— START —
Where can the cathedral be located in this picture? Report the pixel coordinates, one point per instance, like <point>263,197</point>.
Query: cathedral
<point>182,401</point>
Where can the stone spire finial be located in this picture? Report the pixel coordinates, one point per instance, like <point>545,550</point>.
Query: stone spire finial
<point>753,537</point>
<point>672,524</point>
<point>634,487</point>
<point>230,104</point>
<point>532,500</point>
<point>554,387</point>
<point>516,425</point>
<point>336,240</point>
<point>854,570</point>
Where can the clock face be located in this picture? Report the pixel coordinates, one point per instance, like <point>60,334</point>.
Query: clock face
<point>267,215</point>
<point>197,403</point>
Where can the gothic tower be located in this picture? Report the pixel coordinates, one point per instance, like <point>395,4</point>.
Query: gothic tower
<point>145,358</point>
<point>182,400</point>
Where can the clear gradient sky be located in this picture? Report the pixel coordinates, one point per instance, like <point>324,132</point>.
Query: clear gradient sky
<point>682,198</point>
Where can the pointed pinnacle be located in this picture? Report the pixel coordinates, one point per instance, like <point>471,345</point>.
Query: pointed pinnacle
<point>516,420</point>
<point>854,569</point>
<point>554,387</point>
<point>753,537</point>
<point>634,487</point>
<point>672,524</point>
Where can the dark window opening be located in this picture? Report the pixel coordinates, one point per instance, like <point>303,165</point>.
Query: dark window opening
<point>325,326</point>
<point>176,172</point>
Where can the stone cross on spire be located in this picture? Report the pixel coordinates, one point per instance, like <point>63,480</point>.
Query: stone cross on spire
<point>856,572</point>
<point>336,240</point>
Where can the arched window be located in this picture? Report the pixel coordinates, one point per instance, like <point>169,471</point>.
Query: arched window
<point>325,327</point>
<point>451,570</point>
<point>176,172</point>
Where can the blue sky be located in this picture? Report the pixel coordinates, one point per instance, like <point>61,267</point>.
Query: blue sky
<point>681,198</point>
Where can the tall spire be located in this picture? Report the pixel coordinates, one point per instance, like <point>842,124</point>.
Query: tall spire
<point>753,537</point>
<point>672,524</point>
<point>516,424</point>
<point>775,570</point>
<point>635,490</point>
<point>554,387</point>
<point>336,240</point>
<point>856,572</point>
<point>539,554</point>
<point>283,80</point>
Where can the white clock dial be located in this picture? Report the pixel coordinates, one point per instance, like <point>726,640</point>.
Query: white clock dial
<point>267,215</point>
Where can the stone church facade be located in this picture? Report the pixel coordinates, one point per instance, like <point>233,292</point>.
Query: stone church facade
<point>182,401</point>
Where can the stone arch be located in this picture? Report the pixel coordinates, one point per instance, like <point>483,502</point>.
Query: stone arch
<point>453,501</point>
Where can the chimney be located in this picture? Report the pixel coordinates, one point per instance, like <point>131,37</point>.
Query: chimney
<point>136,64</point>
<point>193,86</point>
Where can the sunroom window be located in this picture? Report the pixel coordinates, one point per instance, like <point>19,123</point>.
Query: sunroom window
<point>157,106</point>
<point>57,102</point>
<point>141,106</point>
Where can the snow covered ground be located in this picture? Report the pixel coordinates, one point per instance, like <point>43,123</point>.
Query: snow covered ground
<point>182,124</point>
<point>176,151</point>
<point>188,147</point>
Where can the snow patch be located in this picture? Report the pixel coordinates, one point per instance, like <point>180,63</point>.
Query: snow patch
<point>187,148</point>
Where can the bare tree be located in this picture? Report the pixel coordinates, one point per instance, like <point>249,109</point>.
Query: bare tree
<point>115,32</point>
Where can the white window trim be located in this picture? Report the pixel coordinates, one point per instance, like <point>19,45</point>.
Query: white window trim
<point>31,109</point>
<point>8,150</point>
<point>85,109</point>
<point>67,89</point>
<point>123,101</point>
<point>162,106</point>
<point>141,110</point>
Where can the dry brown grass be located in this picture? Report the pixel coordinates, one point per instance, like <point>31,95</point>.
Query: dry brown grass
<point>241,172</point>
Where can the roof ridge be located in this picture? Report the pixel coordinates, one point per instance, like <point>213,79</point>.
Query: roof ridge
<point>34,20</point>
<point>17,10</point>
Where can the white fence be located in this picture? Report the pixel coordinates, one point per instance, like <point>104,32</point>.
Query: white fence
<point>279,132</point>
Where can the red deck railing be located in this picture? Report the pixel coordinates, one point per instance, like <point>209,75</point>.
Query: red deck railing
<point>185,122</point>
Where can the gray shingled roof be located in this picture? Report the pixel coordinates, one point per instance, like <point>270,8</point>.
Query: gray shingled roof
— END —
THE TASK: Please format every line of the listing above as a JSON list of strings, one string per line, leaving out blank lines.

WRITTEN SOLUTION:
[
  "Where can the cathedral be located in this picture? Report the pixel coordinates, one point per instance, like <point>263,197</point>.",
  "Query: cathedral",
  "<point>182,401</point>",
  "Where can the stone spire finial be located in this picture? Report the pixel coordinates, one point per instance, like <point>545,550</point>.",
  "Query: stone spire finial",
  "<point>753,537</point>",
  "<point>672,524</point>",
  "<point>634,487</point>",
  "<point>230,104</point>",
  "<point>532,500</point>",
  "<point>554,387</point>",
  "<point>516,425</point>",
  "<point>336,240</point>",
  "<point>854,570</point>",
  "Where can the clock face be located in this picture? Report the pixel coordinates, one point per instance, like <point>60,334</point>.",
  "Query: clock face",
  "<point>267,215</point>",
  "<point>197,403</point>",
  "Where can the gothic tower be located in this picture? Report the pixel coordinates, one point per instance, like <point>395,4</point>.",
  "Query: gothic tower",
  "<point>145,358</point>",
  "<point>182,400</point>",
  "Where can the clear gradient sky be located in this picture? Report the pixel coordinates, one point per instance, like <point>324,132</point>.",
  "Query: clear gradient sky",
  "<point>682,198</point>",
  "Where can the pointed pinnacle be located in this picture? Report the pixel coordinates, one point per instance, like <point>471,345</point>.",
  "Query: pointed pinnacle",
  "<point>516,420</point>",
  "<point>854,569</point>",
  "<point>554,387</point>",
  "<point>753,537</point>",
  "<point>634,487</point>",
  "<point>672,524</point>",
  "Where can the dark window opening be located in this picture? Report the pixel coordinates, one point per instance, like <point>303,165</point>.",
  "Query: dark window opening",
  "<point>325,326</point>",
  "<point>176,172</point>",
  "Where can the stone cross on spire be located in this picture? Report the pixel coordinates, one point per instance, like <point>63,480</point>.",
  "Query: stone cross on spire",
  "<point>856,572</point>",
  "<point>336,240</point>",
  "Where can the arched window be located in this picture? Report the pixel coordinates, one point per instance, like <point>169,471</point>.",
  "Query: arched window",
  "<point>325,327</point>",
  "<point>451,570</point>",
  "<point>176,172</point>",
  "Where can the blue sky be located in this picture? Report the pixel coordinates, one point per instance, like <point>61,267</point>.",
  "Query: blue sky",
  "<point>681,198</point>",
  "Where can the tall spire be located in this picture? Report the pixel coordinates, one point per instance, like <point>842,124</point>.",
  "Query: tall spire",
  "<point>753,537</point>",
  "<point>672,524</point>",
  "<point>516,424</point>",
  "<point>775,570</point>",
  "<point>635,490</point>",
  "<point>554,387</point>",
  "<point>336,240</point>",
  "<point>856,572</point>",
  "<point>539,554</point>",
  "<point>283,80</point>",
  "Where can the white clock dial be located in this picture? Report the pixel coordinates, one point per instance, like <point>726,640</point>.",
  "Query: white clock dial",
  "<point>267,215</point>",
  "Where can the stone church facade be located in this picture? Report the pixel coordinates, one point per instance, like <point>233,292</point>.",
  "Query: stone church facade",
  "<point>182,401</point>",
  "Where can the stone arch be located in this picture? Report the pixel coordinates, one point per instance, like <point>483,502</point>.",
  "Query: stone arch",
  "<point>453,501</point>",
  "Where can the chimney be located in this picture? Report the pixel coordinates, one point per instance, like <point>131,37</point>.",
  "Query: chimney",
  "<point>136,64</point>",
  "<point>193,86</point>",
  "Where can the sunroom window be located in this picture? Report the pixel coordinates, one point per instance, like <point>19,123</point>.",
  "Query: sunroom window",
  "<point>157,106</point>",
  "<point>57,102</point>",
  "<point>141,106</point>",
  "Where can the snow covered ground be located in this picture? Report the pixel coordinates, one point per instance, like <point>43,123</point>.",
  "Query: snow covered ground",
  "<point>182,124</point>",
  "<point>176,151</point>",
  "<point>188,147</point>",
  "Where can the snow patch be located in this picture? Report the pixel coordinates, one point per instance, like <point>180,63</point>.",
  "Query: snow patch",
  "<point>187,148</point>",
  "Where can the bare tree be located in this picture? Report the pixel coordinates, one point per instance, like <point>249,109</point>.",
  "Query: bare tree",
  "<point>115,32</point>",
  "Where can the white window trim be located in this picture? Report the pixel coordinates, one point per instance, like <point>19,45</point>.",
  "Query: white window trim",
  "<point>31,109</point>",
  "<point>8,150</point>",
  "<point>85,109</point>",
  "<point>67,89</point>",
  "<point>123,101</point>",
  "<point>162,106</point>",
  "<point>141,110</point>",
  "Where can the dry brown grass be located in this picture? Report the pixel coordinates, one point per instance, like <point>31,95</point>.",
  "Query: dry brown grass",
  "<point>241,172</point>",
  "Where can the roof ridge be located in this picture? Report the pixel coordinates, one point per instance, like <point>213,79</point>.",
  "Query: roof ridge",
  "<point>34,20</point>",
  "<point>17,10</point>",
  "Where can the white fence be located in this picture? Report the pixel coordinates, one point per instance, like <point>104,32</point>.",
  "Query: white fence",
  "<point>279,132</point>",
  "Where can the red deck railing be located in this picture? Report the pixel coordinates, one point per instance, like <point>209,75</point>.",
  "Query: red deck railing",
  "<point>185,122</point>",
  "Where can the gray shingled roof be located in this picture? Report the pixel coordinates, one point per instance, like <point>270,8</point>.",
  "Query: gray shingled roof"
]